[WORK ITEM A]: Reproduce the passage of the news excerpt on the anti-terrorism bill between "Father Edwin Gariguez, executive" and "passed by Congress.", inclusive.
[WORK ITEM B]: According to the news excerpt on the anti-terrorism bill, who is the National Director of the Philippine Council of Evangelical Churches?

By Leslie Ann G. Aquino
An official of the Catholic Bishops’ Conference of the Philippines (CBCP) has asked the government to address the unemployment problem, with more than 7 million Filipinos now out of work, instead of pushing for an anti-terrorism legislation.
Father Edwin Gariguez, executive secretary of the CBCP National Secretariat for Social Action Justice and Peace, said the government “should prioritize this problem over the anti-terrorism bill.”
As this developed, the Philippine Council of Evangelical Churches (PCEC) also appealed to President Duterte to veto the anti-terrorism bill passed by Congress.
In a pastoral statement, PCEC said while they recognize the necessity of legislative measures to protect the nation from terrorism, they firmly believe that the bill “imperils” the rights of Filipinos and sense of dignity.
“As this Act understandably involves the heaviest and most stringent penalties affecting individual persons and organizations, it should have undergone an extensive process of deliberation,” said PCEC National Director Bishop Noel Pantoja.

[INFORMATION PROVIDED]:
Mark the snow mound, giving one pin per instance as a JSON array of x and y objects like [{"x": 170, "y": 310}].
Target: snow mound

[YOUR SOLUTION A]:
Father Edwin Gariguez, executive secretary of the CBCP National Secretariat for Social Action Justice and Peace, said the government “should prioritize this problem over the anti-terrorism bill.”
As this developed, the Philippine Council of Evangelical Churches (PCEC) also appealed to President Duterte to veto the anti-terrorism bill passed by Congress.

[YOUR SOLUTION B]: Bishop Noel Pantoja